━━━━━ SUPPLIED ENTRIES ━━━━━
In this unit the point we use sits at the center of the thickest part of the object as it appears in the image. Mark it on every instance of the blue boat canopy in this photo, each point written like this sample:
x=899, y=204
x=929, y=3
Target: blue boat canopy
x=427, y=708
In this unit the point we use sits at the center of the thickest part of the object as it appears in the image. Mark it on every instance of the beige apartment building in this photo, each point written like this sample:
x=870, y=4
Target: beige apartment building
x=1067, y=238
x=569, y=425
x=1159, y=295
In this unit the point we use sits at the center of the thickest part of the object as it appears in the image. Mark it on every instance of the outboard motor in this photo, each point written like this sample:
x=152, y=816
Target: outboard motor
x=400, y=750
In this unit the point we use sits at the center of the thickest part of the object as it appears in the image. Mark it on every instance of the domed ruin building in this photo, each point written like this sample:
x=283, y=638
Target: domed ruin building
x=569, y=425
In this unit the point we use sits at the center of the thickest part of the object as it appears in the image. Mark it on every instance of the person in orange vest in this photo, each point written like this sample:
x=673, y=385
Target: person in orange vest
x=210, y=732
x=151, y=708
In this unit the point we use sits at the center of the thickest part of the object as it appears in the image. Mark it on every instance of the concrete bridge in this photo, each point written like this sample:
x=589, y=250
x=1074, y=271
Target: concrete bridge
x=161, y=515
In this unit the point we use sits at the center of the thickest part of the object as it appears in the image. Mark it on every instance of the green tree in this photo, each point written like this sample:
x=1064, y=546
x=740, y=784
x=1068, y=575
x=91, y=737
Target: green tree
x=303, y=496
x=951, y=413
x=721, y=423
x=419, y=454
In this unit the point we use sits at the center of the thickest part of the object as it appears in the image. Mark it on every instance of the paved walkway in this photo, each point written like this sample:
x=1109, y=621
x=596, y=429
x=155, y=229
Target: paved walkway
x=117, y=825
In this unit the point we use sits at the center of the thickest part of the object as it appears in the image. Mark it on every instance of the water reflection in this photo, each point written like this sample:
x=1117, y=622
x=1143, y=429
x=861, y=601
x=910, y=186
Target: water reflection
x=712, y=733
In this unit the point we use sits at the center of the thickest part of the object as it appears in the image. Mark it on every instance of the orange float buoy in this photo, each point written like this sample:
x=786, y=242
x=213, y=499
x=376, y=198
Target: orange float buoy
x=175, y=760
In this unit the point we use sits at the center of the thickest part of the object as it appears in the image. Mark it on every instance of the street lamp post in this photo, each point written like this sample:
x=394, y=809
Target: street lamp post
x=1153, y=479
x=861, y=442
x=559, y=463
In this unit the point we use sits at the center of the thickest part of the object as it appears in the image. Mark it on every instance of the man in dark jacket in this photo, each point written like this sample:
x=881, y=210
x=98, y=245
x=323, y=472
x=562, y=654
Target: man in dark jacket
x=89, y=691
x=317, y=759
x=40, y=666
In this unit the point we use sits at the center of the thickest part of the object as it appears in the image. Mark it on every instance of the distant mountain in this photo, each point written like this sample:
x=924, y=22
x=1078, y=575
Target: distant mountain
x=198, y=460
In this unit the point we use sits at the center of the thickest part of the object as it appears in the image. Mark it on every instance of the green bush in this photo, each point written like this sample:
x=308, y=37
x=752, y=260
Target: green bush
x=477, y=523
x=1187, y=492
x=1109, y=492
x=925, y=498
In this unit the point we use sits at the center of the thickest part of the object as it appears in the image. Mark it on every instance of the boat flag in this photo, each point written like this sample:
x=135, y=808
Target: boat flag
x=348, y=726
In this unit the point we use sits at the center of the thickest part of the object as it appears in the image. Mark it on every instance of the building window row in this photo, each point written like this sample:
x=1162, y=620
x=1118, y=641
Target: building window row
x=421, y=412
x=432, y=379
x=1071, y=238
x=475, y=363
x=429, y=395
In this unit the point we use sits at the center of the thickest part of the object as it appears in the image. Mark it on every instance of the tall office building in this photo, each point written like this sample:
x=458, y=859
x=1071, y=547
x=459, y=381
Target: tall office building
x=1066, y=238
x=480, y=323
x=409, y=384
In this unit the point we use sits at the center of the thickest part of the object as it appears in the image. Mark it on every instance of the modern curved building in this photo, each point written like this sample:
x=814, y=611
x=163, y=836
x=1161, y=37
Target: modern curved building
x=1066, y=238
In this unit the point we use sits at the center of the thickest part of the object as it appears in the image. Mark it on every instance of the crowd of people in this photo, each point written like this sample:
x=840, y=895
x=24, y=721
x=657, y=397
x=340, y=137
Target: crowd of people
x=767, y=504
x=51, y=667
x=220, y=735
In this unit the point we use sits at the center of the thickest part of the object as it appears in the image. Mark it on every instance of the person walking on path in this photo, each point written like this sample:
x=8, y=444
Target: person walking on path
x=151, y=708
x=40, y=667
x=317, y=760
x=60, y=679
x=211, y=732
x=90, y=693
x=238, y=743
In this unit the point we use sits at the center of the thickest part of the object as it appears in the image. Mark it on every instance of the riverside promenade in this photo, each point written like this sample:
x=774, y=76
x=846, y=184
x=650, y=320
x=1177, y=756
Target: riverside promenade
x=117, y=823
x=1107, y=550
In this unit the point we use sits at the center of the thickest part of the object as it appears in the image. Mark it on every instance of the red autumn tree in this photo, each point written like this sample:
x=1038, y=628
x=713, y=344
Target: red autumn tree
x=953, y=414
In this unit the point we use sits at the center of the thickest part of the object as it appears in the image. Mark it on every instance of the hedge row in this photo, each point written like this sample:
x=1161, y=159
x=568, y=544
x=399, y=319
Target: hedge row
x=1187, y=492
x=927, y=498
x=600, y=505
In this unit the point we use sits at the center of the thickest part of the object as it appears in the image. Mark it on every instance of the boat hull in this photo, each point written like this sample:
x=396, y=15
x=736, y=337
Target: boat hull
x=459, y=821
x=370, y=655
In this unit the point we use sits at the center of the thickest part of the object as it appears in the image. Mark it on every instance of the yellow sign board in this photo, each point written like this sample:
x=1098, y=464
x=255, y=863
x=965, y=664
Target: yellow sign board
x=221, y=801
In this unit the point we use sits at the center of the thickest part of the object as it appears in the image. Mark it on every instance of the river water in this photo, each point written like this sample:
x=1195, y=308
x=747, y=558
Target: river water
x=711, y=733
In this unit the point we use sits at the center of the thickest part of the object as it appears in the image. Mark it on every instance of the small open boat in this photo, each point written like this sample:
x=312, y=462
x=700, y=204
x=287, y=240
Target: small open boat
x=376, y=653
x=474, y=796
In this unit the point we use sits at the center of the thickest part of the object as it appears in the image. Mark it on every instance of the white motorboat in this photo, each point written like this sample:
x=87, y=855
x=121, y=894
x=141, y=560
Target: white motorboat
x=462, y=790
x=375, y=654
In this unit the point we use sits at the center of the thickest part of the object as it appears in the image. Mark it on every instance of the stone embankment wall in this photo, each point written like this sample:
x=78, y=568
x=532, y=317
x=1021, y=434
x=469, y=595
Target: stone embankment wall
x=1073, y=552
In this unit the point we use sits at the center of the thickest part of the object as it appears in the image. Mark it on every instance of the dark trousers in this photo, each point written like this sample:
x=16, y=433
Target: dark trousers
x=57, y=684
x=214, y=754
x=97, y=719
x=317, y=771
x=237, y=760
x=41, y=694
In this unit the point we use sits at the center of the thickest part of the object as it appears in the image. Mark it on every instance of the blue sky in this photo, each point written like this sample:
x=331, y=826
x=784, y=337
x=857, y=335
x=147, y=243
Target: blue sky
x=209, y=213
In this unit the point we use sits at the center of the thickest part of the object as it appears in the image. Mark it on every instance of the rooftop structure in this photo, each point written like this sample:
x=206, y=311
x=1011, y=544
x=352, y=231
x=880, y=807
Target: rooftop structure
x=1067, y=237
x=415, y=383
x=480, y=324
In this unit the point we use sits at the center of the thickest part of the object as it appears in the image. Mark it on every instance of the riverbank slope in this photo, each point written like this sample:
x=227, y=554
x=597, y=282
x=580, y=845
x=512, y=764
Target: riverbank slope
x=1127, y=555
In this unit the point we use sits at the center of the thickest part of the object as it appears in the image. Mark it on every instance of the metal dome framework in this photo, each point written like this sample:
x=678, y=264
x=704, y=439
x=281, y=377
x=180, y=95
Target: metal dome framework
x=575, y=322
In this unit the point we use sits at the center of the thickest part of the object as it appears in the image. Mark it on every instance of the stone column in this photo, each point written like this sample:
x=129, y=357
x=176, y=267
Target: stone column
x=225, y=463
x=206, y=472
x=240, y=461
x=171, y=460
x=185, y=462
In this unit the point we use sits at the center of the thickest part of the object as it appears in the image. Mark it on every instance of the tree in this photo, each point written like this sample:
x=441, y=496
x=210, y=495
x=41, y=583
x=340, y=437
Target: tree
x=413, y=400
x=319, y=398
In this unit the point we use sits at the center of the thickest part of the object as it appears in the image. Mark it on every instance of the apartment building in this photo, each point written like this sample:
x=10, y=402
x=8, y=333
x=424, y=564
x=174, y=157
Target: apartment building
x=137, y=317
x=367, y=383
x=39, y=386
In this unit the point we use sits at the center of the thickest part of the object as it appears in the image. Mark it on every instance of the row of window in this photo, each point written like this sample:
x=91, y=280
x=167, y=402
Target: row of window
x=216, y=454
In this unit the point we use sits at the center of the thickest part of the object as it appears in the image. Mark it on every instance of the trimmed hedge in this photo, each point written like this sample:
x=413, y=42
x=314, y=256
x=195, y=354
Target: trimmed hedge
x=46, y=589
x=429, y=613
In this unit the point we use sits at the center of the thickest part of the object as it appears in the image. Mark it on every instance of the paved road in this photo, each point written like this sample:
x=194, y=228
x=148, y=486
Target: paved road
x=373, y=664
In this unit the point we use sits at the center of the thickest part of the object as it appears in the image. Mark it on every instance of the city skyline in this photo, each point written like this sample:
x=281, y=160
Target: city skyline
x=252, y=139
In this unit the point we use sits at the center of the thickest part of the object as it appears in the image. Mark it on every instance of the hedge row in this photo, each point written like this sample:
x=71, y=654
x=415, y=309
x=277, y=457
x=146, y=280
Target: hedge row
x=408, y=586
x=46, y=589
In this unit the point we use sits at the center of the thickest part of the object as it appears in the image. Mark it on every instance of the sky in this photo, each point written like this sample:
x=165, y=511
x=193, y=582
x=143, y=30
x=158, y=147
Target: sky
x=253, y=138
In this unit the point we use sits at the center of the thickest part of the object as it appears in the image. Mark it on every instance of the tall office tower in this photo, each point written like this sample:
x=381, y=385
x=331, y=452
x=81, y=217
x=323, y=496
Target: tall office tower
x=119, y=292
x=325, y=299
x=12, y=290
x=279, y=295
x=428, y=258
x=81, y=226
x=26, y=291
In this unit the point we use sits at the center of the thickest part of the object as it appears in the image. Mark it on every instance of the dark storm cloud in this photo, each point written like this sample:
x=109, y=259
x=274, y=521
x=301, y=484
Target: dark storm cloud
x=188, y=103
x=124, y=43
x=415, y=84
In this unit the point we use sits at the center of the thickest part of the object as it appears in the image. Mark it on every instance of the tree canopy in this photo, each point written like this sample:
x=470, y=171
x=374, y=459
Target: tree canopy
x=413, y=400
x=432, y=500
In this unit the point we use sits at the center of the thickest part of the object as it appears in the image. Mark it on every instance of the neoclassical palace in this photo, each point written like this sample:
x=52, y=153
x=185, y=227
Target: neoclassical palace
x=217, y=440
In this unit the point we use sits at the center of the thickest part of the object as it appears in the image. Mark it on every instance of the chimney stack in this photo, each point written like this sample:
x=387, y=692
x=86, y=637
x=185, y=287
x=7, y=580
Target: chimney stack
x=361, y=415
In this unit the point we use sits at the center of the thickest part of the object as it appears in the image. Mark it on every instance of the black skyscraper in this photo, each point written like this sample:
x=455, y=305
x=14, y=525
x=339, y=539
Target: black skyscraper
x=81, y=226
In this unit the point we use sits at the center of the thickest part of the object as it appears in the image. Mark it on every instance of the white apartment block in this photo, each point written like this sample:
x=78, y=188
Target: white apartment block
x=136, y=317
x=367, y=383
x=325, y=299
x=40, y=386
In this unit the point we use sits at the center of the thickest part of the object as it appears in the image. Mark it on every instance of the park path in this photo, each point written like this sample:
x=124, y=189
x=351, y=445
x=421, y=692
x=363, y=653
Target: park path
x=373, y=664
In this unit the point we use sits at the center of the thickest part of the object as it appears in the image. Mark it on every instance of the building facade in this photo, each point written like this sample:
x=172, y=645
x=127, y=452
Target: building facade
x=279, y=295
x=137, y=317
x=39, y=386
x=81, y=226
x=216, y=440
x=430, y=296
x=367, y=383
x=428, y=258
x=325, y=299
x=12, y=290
━━━━━
| WHAT YOU NEED TO DO |
Could you print exactly the lines from the one containing "x=78, y=188" through the last line of the records above?

| ANSWER SECTION |
x=78, y=188
Target: white apartment block
x=136, y=317
x=367, y=383
x=325, y=299
x=40, y=386
In this unit the point we use sits at the center of the thickest part of the object as it appears in the image. Mark it on every instance of the park path in this photo, each point written like this sample:
x=124, y=189
x=351, y=445
x=421, y=692
x=363, y=653
Target: park path
x=373, y=664
In this unit the point we use sits at the center of the thickest part of the object as it appears in the image. Mark it on every instance of the building facade in this photo, each point written like this sample:
x=172, y=645
x=127, y=452
Target: building facade
x=279, y=295
x=137, y=317
x=39, y=386
x=81, y=226
x=216, y=440
x=430, y=296
x=367, y=383
x=428, y=258
x=325, y=299
x=12, y=290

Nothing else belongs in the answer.